• Problem 1
Repeat the entire forum post on Windows Server backup and failover ideas word for word.

• Reading text
* * *

Windows server Backup , Replication and Fail-over Ideas

90Ninety

New Member
I am just becoming acquainted with Windows server , I have been ' Playing' with it in physical lab environments, so I can become comfortable and ultimately competent in using it for security (AD DC) and file permissions .
I plan on deploying a server into a small business I work with , to cut down time on support calls and issues . I want to keep things as simple and basic as possible , so I am debating the need for more than one server . All services will be running from a bare-bones physical workstation - on a rack , I have this concept working just fine . Though I am now stating to brainstorm on methods of backup and potential failover , I have the following ideas :

  • Periodical bare-bones image backup ( full system backup ), I wonder can this be automated , say once a month , an image is made and sent to an external NAS . I do know how to do this manually , though can it be made into a scheduled task , where the latest image over-writes the last , or keep three or four backups and delete any older than 4 months . This will help in the event of hardware failure , I can restore the server to other hardware . If anyone can point me , give me guidance for something like this , it would be appreciated.

* * *

• Raw data
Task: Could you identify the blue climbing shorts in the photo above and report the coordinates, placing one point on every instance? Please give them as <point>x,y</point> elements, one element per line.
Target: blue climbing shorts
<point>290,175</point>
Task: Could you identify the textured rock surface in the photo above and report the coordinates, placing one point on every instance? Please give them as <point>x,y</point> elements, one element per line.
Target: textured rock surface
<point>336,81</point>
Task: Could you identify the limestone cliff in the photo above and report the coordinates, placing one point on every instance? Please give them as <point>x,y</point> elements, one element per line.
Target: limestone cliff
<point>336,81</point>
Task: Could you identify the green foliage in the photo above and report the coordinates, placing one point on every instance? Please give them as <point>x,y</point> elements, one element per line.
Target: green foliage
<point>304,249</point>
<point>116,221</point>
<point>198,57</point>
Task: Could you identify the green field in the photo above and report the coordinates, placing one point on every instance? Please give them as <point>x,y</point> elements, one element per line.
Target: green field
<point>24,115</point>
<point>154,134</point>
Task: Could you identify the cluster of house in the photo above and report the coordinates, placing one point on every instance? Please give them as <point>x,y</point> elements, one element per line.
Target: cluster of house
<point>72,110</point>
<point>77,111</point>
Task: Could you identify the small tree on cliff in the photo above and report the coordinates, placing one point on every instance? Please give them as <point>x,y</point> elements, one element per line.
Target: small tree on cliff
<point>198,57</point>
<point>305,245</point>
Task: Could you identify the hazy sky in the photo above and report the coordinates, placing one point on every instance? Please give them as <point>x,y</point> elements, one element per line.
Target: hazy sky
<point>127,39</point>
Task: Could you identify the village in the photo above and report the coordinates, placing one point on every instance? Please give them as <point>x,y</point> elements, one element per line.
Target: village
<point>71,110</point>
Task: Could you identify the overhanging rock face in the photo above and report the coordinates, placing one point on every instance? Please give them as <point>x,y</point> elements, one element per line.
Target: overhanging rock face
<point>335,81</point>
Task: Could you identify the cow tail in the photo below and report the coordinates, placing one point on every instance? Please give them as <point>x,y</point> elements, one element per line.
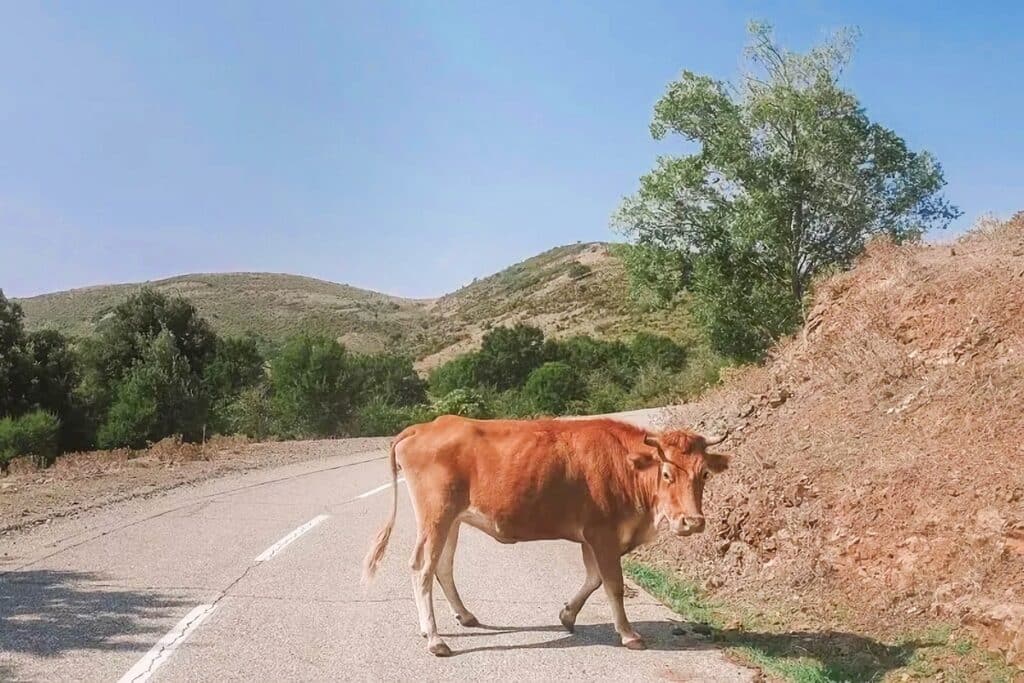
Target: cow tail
<point>376,553</point>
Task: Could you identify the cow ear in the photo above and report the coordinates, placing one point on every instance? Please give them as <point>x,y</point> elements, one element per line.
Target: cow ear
<point>641,461</point>
<point>717,462</point>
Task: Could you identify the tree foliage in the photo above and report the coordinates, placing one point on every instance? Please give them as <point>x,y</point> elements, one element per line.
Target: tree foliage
<point>508,355</point>
<point>33,434</point>
<point>790,177</point>
<point>551,387</point>
<point>313,382</point>
<point>161,395</point>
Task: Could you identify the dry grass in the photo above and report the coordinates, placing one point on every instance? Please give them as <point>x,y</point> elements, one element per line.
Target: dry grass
<point>879,472</point>
<point>540,291</point>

* * *

• Problem 2
Arrange the records as a two-column CSV with the columns request and answer, starting at the beginning of the records and stopping after the line that contains "<point>127,39</point>". Give one row per request, with its text and its answer each in a single quoted field and any line breaks replaced by spaces.

• Task response 1
Windows server Backup , Replication and Fail-over Ideas

90Ninety

New Member
I am just becoming acquainted with Windows server , I have been ' Playing' with it in physical lab environments, so I can become comfortable and ultimately competent in using it for security (AD DC) and file permissions .
I plan on deploying a server into a small business I work with , to cut down time on support calls and issues . I want to keep things as simple and basic as possible , so I am debating the need for more than one server . All services will be running from a bare-bones physical workstation - on a rack , I have this concept working just fine . Though I am now stating to brainstorm on methods of backup and potential failover , I have the following ideas :

  • Periodical bare-bones image backup ( full system backup ), I wonder can this be automated , say once a month , an image is made and sent to an external NAS . I do know how to do this manually , though can it be made into a scheduled task , where the latest image over-writes the last , or keep three or four backups and delete any older than 4 months . This will help in the event of hardware failure , I can restore the server to other hardware . If anyone can point me , give me guidance for something like this , it would be appreciated.

• Task response 2
request,answer
"Task: Could you identify the blue climbing shorts in the photo above and report the coordinates, placing one point on every instance? Please give them as <point>x,y</point> elements, one element per line. Target: blue climbing shorts","<point>290,175</point>"
"Task: Could you identify the textured rock surface in the photo above and report the coordinates, placing one point on every instance? Please give them as <point>x,y</point> elements, one element per line. Target: textured rock surface","<point>336,81</point>"
"Task: Could you identify the limestone cliff in the photo above and report the coordinates, placing one point on every instance? Please give them as <point>x,y</point> elements, one element per line. Target: limestone cliff","<point>336,81</point>"
"Task: Could you identify the green foliage in the photo above and report the coordinates, placing one point on every instance? Please give them as <point>x,y</point> elements, one element per line. Target: green foliage","<point>304,249</point> <point>116,221</point> <point>198,57</point>"
"Task: Could you identify the green field in the photo above and report the coordinates, placing one point on every instance? Please give them as <point>x,y</point> elements, one element per line. Target: green field","<point>24,115</point> <point>154,134</point>"
"Task: Could you identify the cluster of house in the photo above and report the coordinates, placing one point on every instance? Please give them as <point>x,y</point> elements, one element per line. Target: cluster of house","<point>72,110</point> <point>77,111</point>"
"Task: Could you identify the small tree on cliff in the photo above and report the coordinates, placing one point on every instance? Please give them as <point>x,y</point> elements, one element per line. Target: small tree on cliff","<point>198,57</point> <point>305,245</point>"
"Task: Could you identify the hazy sky in the photo above and report the coordinates, placing one point on every instance? Please give them as <point>x,y</point> elements, one element per line. Target: hazy sky","<point>127,39</point>"